§ **Data records**
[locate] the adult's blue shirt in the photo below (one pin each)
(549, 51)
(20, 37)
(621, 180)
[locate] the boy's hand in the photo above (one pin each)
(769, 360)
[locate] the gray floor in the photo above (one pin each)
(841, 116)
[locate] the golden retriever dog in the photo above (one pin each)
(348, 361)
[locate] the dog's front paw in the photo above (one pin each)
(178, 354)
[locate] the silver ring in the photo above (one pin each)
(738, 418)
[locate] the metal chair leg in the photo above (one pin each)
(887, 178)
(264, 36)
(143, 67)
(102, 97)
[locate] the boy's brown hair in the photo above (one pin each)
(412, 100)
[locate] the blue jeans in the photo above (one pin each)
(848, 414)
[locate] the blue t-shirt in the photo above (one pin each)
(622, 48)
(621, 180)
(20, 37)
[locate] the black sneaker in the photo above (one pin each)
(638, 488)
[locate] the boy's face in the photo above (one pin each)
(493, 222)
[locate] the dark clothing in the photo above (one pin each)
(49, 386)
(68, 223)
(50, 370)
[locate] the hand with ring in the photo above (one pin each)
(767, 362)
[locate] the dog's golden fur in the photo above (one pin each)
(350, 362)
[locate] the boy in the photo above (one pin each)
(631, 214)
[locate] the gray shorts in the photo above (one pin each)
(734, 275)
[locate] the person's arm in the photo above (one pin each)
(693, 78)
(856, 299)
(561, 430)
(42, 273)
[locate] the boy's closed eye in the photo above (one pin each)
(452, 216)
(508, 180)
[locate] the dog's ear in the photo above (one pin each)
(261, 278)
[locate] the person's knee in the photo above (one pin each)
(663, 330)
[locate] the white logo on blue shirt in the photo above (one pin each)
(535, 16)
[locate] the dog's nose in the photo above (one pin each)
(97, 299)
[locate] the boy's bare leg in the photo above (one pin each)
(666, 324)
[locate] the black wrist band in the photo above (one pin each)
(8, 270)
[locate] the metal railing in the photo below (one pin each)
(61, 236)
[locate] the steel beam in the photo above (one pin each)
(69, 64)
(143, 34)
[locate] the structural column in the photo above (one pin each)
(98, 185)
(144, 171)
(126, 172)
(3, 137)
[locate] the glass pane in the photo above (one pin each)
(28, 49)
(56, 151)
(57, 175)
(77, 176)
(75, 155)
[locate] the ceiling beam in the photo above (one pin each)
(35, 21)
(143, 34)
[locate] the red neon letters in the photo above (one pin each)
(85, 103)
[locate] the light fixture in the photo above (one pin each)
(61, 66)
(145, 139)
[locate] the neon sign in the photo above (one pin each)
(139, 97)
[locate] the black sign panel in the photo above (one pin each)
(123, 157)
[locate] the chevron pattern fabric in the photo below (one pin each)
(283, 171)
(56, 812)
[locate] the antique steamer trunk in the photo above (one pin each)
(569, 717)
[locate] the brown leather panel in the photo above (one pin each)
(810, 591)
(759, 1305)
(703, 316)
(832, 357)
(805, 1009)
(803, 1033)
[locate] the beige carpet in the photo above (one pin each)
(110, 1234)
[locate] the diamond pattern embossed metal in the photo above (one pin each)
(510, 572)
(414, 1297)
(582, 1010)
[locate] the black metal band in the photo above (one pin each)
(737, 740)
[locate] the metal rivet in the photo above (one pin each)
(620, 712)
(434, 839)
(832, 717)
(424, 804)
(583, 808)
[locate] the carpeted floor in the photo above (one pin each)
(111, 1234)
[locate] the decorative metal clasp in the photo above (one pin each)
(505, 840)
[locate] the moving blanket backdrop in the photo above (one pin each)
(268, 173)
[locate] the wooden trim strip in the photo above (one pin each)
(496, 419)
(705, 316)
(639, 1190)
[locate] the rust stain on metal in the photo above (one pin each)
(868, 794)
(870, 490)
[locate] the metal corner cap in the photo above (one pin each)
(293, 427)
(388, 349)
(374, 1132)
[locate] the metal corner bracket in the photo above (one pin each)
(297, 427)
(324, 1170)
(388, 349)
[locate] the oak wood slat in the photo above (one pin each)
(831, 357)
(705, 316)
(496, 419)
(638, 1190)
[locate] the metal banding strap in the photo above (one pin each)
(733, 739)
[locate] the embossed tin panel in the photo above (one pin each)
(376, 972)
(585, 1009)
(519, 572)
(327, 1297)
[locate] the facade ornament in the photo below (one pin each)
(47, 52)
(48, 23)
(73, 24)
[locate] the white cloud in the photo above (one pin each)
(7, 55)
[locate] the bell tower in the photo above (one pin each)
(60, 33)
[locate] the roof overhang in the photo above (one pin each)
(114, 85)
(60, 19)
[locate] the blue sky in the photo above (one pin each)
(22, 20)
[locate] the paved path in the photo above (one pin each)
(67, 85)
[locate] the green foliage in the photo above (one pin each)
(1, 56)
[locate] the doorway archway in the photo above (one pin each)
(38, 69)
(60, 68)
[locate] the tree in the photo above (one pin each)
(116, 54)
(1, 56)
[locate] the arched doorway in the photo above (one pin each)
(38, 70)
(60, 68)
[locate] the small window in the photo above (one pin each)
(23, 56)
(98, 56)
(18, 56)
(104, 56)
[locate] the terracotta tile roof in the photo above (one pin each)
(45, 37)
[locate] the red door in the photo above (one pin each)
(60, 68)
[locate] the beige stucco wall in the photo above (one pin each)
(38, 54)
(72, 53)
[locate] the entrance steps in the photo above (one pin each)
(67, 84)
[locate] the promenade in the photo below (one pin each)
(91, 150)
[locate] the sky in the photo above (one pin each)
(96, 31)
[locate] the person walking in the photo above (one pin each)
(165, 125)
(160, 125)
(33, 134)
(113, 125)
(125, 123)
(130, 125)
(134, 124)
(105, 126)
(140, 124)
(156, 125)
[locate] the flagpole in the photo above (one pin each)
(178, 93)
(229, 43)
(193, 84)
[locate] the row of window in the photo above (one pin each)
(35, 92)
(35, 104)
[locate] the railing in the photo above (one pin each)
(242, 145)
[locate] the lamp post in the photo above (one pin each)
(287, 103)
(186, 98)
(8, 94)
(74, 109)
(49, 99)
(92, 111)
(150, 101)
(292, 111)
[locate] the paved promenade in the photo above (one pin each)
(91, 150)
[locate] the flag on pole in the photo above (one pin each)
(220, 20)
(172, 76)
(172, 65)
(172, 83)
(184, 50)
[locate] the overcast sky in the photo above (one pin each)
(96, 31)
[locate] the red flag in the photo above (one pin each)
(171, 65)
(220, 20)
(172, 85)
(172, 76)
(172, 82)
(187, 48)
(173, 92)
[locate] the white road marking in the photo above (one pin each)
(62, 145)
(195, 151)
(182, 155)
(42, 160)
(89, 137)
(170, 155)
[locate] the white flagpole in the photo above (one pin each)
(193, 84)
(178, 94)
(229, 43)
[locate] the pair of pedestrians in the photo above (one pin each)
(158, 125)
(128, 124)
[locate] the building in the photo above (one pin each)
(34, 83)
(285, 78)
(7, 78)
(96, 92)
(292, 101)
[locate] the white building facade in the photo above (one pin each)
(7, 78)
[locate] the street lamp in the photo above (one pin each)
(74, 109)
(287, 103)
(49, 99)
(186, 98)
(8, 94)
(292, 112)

§ **Task prompt**
A faithful copy of every record is required; output it in full.

§ **Task output**
[locate] the adult's blue shirt in the photo below (one pin each)
(549, 51)
(20, 37)
(621, 180)
[locate] the boy's hand in the photo above (one pin each)
(769, 360)
[locate] the gray floor in the photo above (one pin each)
(841, 116)
[locate] the golden retriever dog in the photo above (one pin each)
(348, 361)
[locate] the dog's front paw in the photo above (one pin each)
(178, 354)
[locate] the silver ring in the photo above (one pin each)
(738, 418)
[locate] the metal chair leg in the photo above (one pin each)
(887, 178)
(264, 36)
(143, 67)
(102, 97)
[locate] the boy's brown hair in the photo above (one pin each)
(412, 100)
[locate] the blue jeans in the photo above (one pin each)
(848, 414)
[locate] the blue t-shirt in the photo above (one pin each)
(622, 48)
(621, 180)
(20, 37)
[locate] the black sneaker in the photo above (one pin each)
(638, 488)
[locate] the boy's face in the photo above (one pin each)
(493, 222)
[locate] the dark clothing in the photo above (one pin each)
(49, 386)
(68, 223)
(50, 370)
[locate] the hand with ring in the photo above (one pin each)
(767, 362)
[locate] the dog's golden fur in the photo above (one pin each)
(350, 362)
[locate] the boy in the photo above (one pin each)
(631, 214)
[locate] the gray shorts in the photo above (one pin each)
(734, 275)
[locate] the person's arm in the photo above (one pin each)
(693, 78)
(856, 299)
(561, 430)
(42, 273)
[locate] the boy's closed eye in the photo above (one pin each)
(452, 216)
(508, 180)
[locate] the dog's ear in the photo above (one pin each)
(261, 278)
[locate] the person's knee in the photo above (one pin each)
(663, 330)
[locate] the white logo on blue shirt in the photo above (one pin each)
(535, 16)
[locate] the dog's nose in the photo above (one pin each)
(97, 299)
[locate] the boy's bare leg in the photo above (one pin each)
(666, 324)
[locate] the black wrist band in the photo above (one pin each)
(8, 270)
[locate] the metal railing in the photo below (one pin each)
(61, 236)
[locate] the steel beam in the photo above (one pin each)
(69, 64)
(143, 34)
[locate] the structural column in the photo above (one pin each)
(98, 185)
(144, 171)
(126, 172)
(3, 137)
[locate] the glass pane in the photo above (one pin each)
(28, 49)
(56, 151)
(57, 175)
(77, 176)
(75, 155)
[locate] the ceiling beam in the photo above (one pin each)
(35, 21)
(143, 34)
[locate] the red neon letters in the photo above (one pin each)
(85, 103)
[locate] the light fixture in the photo above (one pin each)
(61, 66)
(145, 139)
[locate] the neon sign in the photo above (one pin each)
(139, 97)
[locate] the black sign panel in the photo above (one pin each)
(123, 157)
[locate] the chevron pattern fabric in the photo below (one pin each)
(283, 171)
(56, 812)
[locate] the antique steamer trunk in the photo above (one pin each)
(569, 717)
[locate] the brown leather panel in the photo above (one pin each)
(810, 591)
(759, 1305)
(703, 316)
(832, 357)
(805, 1009)
(803, 1033)
[locate] the beige carpet in the photo above (one pin each)
(110, 1234)
[locate] the diamond pattern embossed metal in the photo above (one pin each)
(510, 572)
(414, 1297)
(582, 1010)
[locate] the black metal band in the photo above (one pin each)
(737, 740)
[locate] the metal rivet in the photo above (one pin each)
(620, 712)
(434, 839)
(832, 717)
(424, 804)
(583, 808)
[locate] the carpeted floor in the photo above (one pin each)
(111, 1234)
[locate] the decorative metal clasp in the photo above (one pin each)
(505, 840)
[locate] the moving blanket backdrop in the photo above (one pin each)
(268, 173)
[locate] the wooden trim strip in the photo above (one pin each)
(496, 419)
(705, 316)
(639, 1190)
[locate] the rust stain on metal in the photo above (one pin each)
(868, 794)
(870, 490)
[locate] the metal corner cap in the photo above (one pin each)
(293, 427)
(388, 349)
(374, 1132)
[locate] the metal corner bracket in the photo above (one pin each)
(297, 427)
(324, 1170)
(388, 349)
[locate] the oak wood slat in the photo above (one pin each)
(831, 357)
(705, 316)
(496, 419)
(638, 1190)
[locate] the metal banding strap in the photo above (one pin each)
(733, 739)
[locate] the embossed tin panel in the photo above (one pin each)
(376, 972)
(585, 1009)
(519, 572)
(327, 1297)
[locate] the facade ornament in the photo below (one pin each)
(47, 52)
(48, 23)
(73, 24)
[locate] the white cloud in the photo above (one pin each)
(7, 55)
[locate] the bell tower in the photo above (one pin each)
(60, 33)
[locate] the roof overhang in the photo above (one pin each)
(114, 85)
(60, 19)
[locate] the blue sky in the photo above (one pin each)
(22, 20)
[locate] the paved path in the photo above (one pin each)
(67, 85)
[locate] the green foliage in the photo above (one pin each)
(1, 56)
[locate] the doorway archway in the photo above (one pin each)
(38, 69)
(60, 68)
[locate] the tree in the photo above (one pin each)
(116, 54)
(1, 56)
[locate] the arched doorway in the photo above (one pin each)
(38, 70)
(60, 68)
[locate] the small window in the photo above (one pin each)
(23, 56)
(98, 56)
(18, 56)
(104, 56)
[locate] the terracotta tile roof in the photo above (one pin each)
(45, 37)
[locate] the red door in the photo above (one pin each)
(60, 68)
[locate] the beige stucco wall in the photo above (one pin each)
(38, 54)
(72, 53)
[locate] the entrance steps in the photo above (one pin each)
(67, 84)
[locate] the promenade in the photo below (one pin each)
(91, 150)
[locate] the sky in the photo above (one pin each)
(96, 31)
[locate] the person walking in the photo above (one pin each)
(165, 125)
(160, 125)
(33, 134)
(113, 125)
(125, 123)
(130, 125)
(134, 124)
(105, 126)
(140, 124)
(156, 125)
[locate] the flagpole in the photo above (one pin each)
(178, 93)
(229, 43)
(193, 84)
[locate] the row of window in the photo above (one pin each)
(35, 92)
(35, 104)
[locate] the railing in the photo above (one pin each)
(242, 145)
[locate] the lamp post in the photo above (one pin each)
(287, 103)
(186, 98)
(8, 94)
(74, 109)
(49, 99)
(92, 111)
(150, 101)
(292, 111)
[locate] the paved promenade in the photo above (one pin each)
(91, 150)
[locate] the flag on pole in the photo above (one pin each)
(220, 20)
(172, 76)
(172, 65)
(172, 83)
(184, 50)
[locate] the overcast sky in the photo above (one pin each)
(96, 31)
[locate] the red flag in the photo above (one pin each)
(171, 65)
(220, 20)
(172, 85)
(172, 76)
(172, 82)
(187, 48)
(173, 92)
[locate] the white road marking in the photo above (one pin each)
(62, 145)
(195, 151)
(182, 155)
(42, 160)
(89, 137)
(170, 155)
[locate] the white flagpole in the photo above (one pin each)
(193, 84)
(178, 94)
(229, 43)
[locate] the pair of pedestrians in the photo above (one pin each)
(158, 125)
(128, 124)
[locate] the building in the photo above (one pin each)
(34, 83)
(285, 78)
(7, 78)
(96, 92)
(292, 101)
[locate] the white building facade in the photo above (one pin each)
(7, 78)
[locate] the street lamp in the photo above (one pin each)
(74, 109)
(287, 103)
(49, 99)
(186, 98)
(8, 94)
(292, 112)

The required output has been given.